INPUT ROWS start

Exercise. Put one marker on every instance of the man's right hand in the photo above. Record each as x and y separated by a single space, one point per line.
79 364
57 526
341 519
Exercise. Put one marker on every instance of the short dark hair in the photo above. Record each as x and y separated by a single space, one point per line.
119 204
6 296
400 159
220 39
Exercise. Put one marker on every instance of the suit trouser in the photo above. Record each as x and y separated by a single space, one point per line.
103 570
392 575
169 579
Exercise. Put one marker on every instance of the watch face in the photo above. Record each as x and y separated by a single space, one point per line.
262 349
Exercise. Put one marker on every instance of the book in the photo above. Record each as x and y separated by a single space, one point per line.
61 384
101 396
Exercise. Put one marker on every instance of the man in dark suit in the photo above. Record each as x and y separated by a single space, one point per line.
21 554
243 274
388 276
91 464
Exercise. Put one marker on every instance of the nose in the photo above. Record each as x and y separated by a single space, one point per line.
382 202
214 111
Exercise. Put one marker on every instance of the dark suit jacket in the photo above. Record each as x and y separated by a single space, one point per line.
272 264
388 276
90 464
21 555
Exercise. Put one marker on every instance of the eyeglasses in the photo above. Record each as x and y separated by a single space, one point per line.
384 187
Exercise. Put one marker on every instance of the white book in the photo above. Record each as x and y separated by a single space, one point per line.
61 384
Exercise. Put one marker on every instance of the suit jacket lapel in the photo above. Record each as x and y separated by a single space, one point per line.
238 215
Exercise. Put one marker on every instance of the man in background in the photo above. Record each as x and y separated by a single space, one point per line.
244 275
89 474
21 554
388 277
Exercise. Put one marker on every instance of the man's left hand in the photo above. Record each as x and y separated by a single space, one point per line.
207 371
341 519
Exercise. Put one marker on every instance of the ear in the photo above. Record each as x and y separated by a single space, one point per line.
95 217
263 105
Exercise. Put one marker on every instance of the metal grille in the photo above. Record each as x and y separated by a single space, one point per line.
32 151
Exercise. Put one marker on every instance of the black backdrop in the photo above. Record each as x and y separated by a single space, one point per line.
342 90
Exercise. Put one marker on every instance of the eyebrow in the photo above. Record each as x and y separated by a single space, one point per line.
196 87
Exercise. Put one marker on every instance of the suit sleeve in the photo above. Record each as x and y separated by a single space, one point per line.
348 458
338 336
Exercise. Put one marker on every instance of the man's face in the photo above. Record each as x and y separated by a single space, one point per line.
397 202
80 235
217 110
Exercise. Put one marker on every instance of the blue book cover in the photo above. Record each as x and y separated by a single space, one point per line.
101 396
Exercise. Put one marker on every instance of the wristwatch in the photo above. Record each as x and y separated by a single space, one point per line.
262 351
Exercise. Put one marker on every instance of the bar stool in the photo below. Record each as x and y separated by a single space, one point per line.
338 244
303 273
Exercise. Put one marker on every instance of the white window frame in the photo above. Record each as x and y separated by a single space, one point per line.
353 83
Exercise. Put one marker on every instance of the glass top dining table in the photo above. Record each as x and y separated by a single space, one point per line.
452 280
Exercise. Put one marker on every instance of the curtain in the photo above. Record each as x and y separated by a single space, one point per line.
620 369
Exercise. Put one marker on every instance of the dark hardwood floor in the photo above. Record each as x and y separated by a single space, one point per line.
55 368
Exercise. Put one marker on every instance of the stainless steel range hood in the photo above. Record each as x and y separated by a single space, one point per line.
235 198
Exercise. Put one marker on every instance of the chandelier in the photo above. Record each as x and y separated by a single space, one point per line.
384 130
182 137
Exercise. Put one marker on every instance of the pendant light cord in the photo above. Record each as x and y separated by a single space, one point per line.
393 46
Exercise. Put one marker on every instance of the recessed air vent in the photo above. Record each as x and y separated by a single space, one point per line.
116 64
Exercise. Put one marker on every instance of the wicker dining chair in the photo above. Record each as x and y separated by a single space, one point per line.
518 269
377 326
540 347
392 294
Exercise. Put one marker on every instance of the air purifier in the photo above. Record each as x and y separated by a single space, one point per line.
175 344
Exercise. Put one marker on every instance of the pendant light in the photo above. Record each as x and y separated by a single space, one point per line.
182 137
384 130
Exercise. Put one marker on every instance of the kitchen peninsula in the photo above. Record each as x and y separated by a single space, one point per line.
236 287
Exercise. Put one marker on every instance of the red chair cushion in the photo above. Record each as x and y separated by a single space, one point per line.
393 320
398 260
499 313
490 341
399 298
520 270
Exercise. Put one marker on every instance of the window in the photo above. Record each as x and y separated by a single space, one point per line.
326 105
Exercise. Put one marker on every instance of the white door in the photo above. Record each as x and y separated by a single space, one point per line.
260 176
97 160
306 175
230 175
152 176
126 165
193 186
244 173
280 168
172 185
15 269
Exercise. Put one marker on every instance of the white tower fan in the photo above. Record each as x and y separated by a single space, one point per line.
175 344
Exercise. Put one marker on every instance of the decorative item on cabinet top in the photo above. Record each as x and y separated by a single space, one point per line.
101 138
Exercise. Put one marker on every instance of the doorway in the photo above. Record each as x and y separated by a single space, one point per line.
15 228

INPUT ROWS end

### PROBLEM STATEMENT
Exactly and only the lines from the line containing "pendant light in" through the last line of the entries should be copied, both ends included.

### TASK SOLUTION
Exercise. Put one marker on every instance of the pendant light in the photo above. Record each as x and y separated by a single space, one point per line.
182 137
384 130
Exercise. Put one marker on every instance of the kitchen peninsula in the photo above. Record each as x and y separated by a single space, one point per line.
236 287
Exercise. Put one marker on every instance of the red chair cushion in the photo above. Record each as x and y separated by a single space, one point per line.
393 320
398 260
499 313
490 341
399 298
520 270
Exercise. Put one marker on every instance of the window in the photo above. Record each as x and y separated by a single space, one point per line.
326 105
Exercise. Put one marker on every instance of the white door in the photo above. Record each as x and y separated by a single space, one point per line.
260 176
97 160
306 175
230 175
152 176
126 165
193 186
244 173
280 168
172 185
15 269
Exercise. Put one marker on every instance of the white tower fan in the photo above. Record each as x and y separated by a single space, one point per line.
175 344
Exercise. Put one marker on every instance of the decorative item on cabinet top in the photo above. Record each as x and y separated by a single space, one point per line.
101 138
Exercise. Put one marker on every instance of the doorway in the photo above. Record each as x and y separated by a single space, one point per line.
15 228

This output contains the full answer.